* TEXTAUSZUG:
Gemeinde (Japan)

Gemeinde (Japan)

In Japan gibt es heute vier Arten von Gemeinden, die als selbstverwaltete Gebietskörperschaften unterhalb der Präfekturebene stehen. Japan ist eigentlich flächendeckend in Präfekturen und Gemeinden unterteilt, es sollte folglich keine gemeindefreien Gebiete geben; jedoch ist die Gemeindezugehörigkeit einiger Gebiete, besonders abgelegene Inseln und Neulandgebiete, umstritten.

* ZEILENÜBERSICHT:

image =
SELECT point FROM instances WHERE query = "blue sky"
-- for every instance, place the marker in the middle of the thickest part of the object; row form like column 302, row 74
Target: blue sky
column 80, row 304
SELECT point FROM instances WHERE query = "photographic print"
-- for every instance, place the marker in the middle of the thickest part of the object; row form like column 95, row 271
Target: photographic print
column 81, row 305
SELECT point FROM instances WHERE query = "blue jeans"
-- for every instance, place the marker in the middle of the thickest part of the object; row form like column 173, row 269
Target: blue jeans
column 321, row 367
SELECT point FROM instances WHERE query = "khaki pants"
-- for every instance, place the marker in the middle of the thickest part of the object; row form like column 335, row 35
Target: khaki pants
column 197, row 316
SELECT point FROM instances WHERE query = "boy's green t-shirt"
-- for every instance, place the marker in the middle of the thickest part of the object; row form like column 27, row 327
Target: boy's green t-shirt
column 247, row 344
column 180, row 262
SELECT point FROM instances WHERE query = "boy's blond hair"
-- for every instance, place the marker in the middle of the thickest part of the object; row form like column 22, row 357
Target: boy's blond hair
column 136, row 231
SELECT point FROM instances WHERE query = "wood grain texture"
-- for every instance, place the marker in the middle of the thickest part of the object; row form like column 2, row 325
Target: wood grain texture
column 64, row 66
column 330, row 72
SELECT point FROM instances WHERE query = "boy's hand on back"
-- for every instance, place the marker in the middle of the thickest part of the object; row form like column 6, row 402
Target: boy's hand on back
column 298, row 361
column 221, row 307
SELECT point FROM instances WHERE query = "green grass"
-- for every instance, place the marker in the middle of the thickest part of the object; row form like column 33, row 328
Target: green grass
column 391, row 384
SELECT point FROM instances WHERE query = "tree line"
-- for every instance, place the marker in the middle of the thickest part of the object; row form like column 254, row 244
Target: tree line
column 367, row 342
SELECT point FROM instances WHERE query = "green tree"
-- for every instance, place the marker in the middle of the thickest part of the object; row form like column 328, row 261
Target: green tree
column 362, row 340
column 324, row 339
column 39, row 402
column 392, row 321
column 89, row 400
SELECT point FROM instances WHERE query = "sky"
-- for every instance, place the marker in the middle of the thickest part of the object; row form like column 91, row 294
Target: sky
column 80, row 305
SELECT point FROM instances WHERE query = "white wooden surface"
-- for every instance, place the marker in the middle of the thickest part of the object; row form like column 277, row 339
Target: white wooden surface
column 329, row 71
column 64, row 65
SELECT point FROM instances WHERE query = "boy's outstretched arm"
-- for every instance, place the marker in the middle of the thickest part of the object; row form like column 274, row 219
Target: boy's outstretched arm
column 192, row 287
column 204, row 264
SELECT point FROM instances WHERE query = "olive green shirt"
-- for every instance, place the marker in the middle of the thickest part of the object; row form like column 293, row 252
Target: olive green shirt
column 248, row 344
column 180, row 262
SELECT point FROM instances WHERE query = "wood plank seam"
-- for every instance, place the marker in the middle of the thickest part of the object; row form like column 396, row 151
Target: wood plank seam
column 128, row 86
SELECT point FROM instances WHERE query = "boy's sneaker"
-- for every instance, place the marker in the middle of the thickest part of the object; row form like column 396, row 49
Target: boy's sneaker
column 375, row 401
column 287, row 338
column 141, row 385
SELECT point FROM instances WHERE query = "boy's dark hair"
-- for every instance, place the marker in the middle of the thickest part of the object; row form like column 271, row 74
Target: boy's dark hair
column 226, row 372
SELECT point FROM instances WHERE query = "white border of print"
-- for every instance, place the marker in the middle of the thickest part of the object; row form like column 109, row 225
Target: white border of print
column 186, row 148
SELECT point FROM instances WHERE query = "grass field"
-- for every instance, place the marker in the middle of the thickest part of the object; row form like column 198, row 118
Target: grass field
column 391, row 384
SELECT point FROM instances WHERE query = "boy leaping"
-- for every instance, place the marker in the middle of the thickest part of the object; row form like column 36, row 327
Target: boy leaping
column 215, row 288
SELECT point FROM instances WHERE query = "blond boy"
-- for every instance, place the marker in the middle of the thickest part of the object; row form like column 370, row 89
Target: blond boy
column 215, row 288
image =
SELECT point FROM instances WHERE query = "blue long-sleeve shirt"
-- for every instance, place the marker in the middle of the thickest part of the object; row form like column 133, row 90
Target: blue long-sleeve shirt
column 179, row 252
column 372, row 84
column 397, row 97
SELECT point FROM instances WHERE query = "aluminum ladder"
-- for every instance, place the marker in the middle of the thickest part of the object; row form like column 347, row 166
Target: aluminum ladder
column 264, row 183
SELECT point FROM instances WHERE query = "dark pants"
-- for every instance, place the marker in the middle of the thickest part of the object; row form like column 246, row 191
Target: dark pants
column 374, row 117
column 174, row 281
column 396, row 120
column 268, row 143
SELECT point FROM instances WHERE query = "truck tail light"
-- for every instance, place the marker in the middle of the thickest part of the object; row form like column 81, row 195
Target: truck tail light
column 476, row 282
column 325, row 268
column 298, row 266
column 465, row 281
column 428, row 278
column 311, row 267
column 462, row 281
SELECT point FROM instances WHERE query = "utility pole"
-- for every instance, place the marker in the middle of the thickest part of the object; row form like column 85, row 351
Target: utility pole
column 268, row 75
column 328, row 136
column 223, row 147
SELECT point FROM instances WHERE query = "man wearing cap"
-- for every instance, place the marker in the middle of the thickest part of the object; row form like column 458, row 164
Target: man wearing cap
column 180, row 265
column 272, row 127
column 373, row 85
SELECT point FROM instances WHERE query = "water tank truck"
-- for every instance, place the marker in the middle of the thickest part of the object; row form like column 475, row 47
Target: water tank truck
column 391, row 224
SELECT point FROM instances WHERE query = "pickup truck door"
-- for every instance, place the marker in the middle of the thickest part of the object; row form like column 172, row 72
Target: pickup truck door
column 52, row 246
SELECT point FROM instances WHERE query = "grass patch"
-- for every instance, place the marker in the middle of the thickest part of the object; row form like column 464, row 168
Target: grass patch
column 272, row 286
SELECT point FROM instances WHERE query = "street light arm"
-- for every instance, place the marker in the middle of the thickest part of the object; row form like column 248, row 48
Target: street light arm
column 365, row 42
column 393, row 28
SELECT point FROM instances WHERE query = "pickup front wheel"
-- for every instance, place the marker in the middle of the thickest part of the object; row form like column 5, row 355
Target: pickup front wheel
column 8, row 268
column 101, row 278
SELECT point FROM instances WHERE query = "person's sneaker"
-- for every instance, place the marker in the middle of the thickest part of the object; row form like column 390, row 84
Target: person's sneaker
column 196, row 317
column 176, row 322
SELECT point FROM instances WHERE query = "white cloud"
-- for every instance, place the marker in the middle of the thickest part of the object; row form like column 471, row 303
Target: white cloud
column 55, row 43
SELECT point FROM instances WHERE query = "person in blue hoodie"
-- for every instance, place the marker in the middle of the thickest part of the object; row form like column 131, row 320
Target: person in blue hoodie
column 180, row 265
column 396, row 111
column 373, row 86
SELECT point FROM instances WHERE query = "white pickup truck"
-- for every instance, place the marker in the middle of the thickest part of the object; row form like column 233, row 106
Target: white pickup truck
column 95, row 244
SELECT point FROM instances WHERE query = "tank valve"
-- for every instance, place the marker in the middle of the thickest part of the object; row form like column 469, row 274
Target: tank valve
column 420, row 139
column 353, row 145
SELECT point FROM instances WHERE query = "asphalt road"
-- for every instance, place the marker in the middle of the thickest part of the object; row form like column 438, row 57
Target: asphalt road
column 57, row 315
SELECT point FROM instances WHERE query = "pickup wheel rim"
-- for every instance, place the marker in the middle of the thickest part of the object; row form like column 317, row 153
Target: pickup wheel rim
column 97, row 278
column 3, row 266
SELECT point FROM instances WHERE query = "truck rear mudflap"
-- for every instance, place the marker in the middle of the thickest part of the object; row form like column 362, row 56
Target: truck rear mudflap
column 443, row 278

* ARBEITSAUFTRÄGE:
[1] Entscheiden Sie, ob die folgenden Aussagen mit dem Textauszug über japanische Gemeinden übereinstimmen, und belegen Sie jede Antwort mit einem wörtlichen Zitat: (a) In Japan gibt es heute vier Arten von Gemeinden. (b) Die Gemeinden stehen oberhalb der Präfekturebene. (c) Bei einigen Gebieten ist umstritten, zu welcher Gemeinde sie gehören.
[2] Welche Gebiete nennt der Textauszug über japanische Gemeinden besonders als solche, deren Gemeindezugehörigkeit umstritten ist?
[3] Führen Sie den Textauszug über japanische Gemeinden im Anschluss an seinen letzten Satz weiter.

* LÖSUNGEN:
[1]
(a) Ja: „In Japan gibt es heute vier Arten von Gemeinden“
(b) Nein: „die als selbstverwaltete Gebietskörperschaften unterhalb der Präfekturebene stehen“
(c) Ja: „jedoch ist die Gemeindezugehörigkeit einiger Gebiete, besonders abgelegene Inseln und Neulandgebiete, umstritten“

[2] Abgelegene Inseln und Neulandgebiete.

[3]
Die vier Arten von Gemeinden sind:

  • Shi () , (kreisfreie) Städte, von denen die größten als seirei shitei toshi (etwa „regierungsdesignierte Großstädte“) sonst den Präfekturen zustehende Verwaltungsaufgaben übernehmen und in Stadtbezirke (ku) gegliedert sind, weitere größere Städte werden absteigend nach Verwaltungskompetenz als „Kernstädte“ (chūkaku-shi) und „Sonderstädte“ (tokurei-shi) klassifiziert,
  • Machi (, sinojapanische Lesung chō), (kreisangehörige) Städte, wobei die Landkreise, Gun, im Wesentlichen nur noch als geographische Bezeichnung existieren,
  • Mura (, sinojapanisch son), (kreisangehörige) Dörfer und
  • [Tokubetsu-]Ku ([特別]区), „[Sonder-]Bezirke“, die bisher nur in Tokio existieren.

Zusammen werden sie in Zusammenziehung der vier Worte als shi-ku-chō-son, außerhalb eines Tokioter Kontexts auch als shi-chō-son bezeichnet. In der Präfektur Tokio wird besonders in offiziellen Zusammenhängen auch die Bezeichnung ku-shi-chō-son verwendet, da die Bezirke dort die größten Gemeinden sind.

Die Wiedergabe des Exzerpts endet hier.